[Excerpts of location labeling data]
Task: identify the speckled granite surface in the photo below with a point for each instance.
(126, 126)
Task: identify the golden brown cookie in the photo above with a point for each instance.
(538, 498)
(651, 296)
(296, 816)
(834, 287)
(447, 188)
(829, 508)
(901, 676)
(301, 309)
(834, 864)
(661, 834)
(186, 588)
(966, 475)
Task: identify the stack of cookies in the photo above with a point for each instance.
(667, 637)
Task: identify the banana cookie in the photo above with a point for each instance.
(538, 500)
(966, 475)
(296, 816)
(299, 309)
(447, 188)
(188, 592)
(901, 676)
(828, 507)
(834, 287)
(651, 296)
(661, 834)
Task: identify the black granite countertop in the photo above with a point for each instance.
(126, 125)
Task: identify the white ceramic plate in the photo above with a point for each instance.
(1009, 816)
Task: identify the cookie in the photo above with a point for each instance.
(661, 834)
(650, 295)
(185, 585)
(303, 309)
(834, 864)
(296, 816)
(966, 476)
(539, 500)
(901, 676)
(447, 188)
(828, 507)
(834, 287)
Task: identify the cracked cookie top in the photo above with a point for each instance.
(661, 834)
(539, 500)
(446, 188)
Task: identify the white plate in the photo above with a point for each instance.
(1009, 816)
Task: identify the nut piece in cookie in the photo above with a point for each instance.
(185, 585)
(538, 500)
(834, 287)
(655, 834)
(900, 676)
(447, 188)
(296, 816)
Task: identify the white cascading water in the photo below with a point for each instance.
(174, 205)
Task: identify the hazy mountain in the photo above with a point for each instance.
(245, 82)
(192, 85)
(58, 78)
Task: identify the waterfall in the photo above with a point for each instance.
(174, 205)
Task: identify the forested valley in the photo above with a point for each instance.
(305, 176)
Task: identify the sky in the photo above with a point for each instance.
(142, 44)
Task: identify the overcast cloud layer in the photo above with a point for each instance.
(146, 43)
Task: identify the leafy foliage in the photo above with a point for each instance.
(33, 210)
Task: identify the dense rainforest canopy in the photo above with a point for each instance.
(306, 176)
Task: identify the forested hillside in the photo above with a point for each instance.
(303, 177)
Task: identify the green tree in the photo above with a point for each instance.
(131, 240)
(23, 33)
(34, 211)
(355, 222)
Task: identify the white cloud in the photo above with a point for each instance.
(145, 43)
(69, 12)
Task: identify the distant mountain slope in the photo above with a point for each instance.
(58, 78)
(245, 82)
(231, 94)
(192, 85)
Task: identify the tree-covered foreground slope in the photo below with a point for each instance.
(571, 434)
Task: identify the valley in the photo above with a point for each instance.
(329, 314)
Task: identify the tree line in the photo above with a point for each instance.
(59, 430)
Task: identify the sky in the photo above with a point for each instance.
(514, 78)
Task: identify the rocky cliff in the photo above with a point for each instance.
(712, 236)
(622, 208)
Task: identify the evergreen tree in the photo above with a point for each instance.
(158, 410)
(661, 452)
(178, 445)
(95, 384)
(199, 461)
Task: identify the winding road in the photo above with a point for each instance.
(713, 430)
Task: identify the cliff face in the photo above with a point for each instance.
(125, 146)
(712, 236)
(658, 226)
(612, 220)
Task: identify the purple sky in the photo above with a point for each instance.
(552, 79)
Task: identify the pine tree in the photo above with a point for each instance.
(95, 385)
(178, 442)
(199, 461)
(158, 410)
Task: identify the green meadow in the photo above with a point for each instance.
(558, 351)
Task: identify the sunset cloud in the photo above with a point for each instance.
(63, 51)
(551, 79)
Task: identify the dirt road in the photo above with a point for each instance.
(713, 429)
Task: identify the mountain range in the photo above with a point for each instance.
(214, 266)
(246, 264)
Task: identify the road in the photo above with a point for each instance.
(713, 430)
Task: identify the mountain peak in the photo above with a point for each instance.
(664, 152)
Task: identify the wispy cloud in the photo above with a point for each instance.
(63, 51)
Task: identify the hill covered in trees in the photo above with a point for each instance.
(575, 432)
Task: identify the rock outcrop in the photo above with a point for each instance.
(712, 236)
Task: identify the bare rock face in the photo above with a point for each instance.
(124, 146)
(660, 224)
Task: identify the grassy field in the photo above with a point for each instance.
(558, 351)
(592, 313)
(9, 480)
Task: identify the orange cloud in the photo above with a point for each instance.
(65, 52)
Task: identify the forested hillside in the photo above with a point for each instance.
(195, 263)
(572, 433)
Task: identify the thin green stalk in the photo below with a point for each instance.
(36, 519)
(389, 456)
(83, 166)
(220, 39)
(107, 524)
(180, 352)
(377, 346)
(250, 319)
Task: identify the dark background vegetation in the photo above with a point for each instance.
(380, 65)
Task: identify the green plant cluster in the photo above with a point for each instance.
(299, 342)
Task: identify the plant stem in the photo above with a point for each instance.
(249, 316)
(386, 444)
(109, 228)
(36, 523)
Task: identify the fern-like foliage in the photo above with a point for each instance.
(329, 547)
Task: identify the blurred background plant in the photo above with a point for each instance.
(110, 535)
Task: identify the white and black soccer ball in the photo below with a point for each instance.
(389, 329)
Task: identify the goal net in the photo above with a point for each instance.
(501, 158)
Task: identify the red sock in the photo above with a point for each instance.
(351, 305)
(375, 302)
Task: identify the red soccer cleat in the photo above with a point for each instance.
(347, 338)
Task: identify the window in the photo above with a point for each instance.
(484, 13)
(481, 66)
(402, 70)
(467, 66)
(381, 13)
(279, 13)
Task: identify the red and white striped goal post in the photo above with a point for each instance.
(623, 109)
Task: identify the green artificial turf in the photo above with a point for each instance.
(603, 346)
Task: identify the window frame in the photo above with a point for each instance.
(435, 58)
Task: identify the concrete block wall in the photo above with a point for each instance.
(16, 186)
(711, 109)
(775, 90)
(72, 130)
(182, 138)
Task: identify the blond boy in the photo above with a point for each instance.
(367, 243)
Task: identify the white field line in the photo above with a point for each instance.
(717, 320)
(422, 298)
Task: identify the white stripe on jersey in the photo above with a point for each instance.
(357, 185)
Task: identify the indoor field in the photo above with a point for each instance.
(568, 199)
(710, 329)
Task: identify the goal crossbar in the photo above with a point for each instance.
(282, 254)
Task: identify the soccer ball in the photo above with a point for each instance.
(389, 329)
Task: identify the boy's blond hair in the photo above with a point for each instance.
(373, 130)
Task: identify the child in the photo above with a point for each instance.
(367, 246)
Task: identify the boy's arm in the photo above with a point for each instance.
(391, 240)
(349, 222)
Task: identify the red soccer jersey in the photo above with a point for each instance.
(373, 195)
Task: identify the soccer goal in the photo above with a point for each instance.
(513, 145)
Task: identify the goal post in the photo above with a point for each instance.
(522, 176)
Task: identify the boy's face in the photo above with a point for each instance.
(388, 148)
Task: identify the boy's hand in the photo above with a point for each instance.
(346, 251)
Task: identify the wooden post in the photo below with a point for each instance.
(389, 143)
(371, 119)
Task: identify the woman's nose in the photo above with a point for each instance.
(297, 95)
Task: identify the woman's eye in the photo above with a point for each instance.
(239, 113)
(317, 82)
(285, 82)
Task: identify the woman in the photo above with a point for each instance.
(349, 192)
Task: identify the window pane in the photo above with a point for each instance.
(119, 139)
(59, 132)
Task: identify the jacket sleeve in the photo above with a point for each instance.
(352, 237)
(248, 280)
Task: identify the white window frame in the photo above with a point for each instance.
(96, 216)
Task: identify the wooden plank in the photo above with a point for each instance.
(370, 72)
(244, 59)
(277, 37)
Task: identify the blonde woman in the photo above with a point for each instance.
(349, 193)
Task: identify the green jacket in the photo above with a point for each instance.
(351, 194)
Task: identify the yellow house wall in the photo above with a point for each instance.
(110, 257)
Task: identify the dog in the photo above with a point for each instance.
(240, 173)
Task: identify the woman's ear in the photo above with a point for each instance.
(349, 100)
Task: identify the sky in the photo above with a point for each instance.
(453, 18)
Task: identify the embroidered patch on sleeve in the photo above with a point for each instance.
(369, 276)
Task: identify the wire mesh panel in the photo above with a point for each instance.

Task brief
Starting at the line that contains "Task: identify the yellow", output each remaining line of the listing, the last line included, exactly as it appears.

Reply to the exercise
Task: identify the yellow house wall in the photo above with a point for each instance.
(110, 257)
Task: identify the dog in the photo above with a point for each instance.
(240, 173)
Task: identify the woman's ear in the photo above with a point for each instance.
(349, 100)
Task: identify the sky in the photo above with a point for each instance.
(453, 18)
Task: identify the embroidered patch on sleeve in the photo above with a point for each instance.
(369, 276)
Task: identify the wire mesh panel in the photo above with a point for each instance.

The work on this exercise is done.